** start STORED RECORDS **

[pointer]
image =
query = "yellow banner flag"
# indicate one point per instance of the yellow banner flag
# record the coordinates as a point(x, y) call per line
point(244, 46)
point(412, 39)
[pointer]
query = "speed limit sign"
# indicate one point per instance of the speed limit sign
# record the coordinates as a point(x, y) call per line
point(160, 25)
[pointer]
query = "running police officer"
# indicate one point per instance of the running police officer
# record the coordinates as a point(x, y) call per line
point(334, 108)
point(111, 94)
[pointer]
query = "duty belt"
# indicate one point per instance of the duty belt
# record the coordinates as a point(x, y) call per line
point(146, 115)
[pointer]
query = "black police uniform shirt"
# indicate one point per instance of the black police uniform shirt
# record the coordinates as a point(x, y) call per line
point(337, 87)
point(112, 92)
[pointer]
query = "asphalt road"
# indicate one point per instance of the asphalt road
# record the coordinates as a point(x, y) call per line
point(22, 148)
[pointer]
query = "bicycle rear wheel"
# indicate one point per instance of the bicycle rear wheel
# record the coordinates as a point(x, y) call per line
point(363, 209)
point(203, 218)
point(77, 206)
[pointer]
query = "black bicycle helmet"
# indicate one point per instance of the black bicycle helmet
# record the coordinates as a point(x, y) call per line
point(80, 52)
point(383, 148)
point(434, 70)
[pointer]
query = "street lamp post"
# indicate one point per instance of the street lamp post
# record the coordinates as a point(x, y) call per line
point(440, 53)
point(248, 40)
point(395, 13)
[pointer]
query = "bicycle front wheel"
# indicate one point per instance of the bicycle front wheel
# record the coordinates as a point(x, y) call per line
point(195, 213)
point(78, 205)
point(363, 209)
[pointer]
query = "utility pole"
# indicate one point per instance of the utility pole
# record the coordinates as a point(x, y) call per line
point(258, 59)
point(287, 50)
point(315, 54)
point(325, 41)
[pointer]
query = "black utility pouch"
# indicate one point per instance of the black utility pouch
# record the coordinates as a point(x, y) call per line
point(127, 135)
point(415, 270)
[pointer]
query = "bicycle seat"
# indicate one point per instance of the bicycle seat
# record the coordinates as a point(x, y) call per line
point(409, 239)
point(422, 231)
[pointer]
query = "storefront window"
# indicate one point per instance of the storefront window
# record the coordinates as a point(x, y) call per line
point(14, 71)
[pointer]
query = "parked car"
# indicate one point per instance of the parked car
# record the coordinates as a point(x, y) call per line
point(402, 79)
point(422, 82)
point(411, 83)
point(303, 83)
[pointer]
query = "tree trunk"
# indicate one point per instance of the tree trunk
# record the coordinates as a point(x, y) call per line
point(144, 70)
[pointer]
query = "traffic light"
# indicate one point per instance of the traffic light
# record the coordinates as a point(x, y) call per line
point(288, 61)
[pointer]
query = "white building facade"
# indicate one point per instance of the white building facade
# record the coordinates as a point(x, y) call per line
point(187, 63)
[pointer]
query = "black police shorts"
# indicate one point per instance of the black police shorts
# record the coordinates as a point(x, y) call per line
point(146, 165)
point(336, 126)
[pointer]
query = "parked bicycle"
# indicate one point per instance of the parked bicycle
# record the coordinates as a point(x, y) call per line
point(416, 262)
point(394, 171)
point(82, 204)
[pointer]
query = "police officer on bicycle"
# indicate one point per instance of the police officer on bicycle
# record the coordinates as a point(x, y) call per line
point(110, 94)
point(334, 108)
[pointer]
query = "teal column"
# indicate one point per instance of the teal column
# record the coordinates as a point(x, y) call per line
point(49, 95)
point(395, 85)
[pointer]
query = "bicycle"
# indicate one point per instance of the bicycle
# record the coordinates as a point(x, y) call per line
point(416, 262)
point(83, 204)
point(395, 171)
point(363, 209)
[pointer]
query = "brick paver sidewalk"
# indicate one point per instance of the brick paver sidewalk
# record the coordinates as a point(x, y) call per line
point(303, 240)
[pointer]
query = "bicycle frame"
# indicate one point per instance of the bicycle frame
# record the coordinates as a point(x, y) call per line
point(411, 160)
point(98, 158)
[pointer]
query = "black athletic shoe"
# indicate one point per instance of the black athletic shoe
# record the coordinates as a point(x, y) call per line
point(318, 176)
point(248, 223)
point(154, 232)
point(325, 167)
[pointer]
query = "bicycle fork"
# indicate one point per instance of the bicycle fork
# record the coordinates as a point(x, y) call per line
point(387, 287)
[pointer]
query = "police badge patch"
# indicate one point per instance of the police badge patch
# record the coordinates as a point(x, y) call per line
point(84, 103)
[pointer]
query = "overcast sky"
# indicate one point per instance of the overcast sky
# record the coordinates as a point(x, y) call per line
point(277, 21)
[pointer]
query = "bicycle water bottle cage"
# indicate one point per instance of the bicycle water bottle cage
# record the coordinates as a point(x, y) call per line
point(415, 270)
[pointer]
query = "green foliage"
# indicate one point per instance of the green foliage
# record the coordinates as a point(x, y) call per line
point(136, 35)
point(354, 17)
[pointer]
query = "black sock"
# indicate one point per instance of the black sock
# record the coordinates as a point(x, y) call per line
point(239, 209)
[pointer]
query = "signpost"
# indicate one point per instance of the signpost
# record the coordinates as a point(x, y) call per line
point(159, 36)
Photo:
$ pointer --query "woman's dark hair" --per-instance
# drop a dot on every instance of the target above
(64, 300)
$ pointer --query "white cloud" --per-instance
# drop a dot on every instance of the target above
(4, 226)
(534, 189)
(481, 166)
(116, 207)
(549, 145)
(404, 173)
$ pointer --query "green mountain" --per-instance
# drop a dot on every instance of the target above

** end STORED RECORDS **

**WHAT THE TASK ASKS**
Please update the stretch from the first line through the line containing "point(160, 25)" by changing "speed limit sign" to "stop sign" and leaving everything else unchanged. Return only those lines.

**ANSWER TO THE EXERCISE**
[pointer]
image =
query = "yellow banner flag"
# indicate one point per instance of the yellow banner flag
# record the coordinates as a point(x, y) call per line
point(244, 46)
point(412, 39)
[pointer]
query = "stop sign"
# indicate one point per instance of the stop sign
# record the coordinates as a point(x, y) call per line
point(160, 25)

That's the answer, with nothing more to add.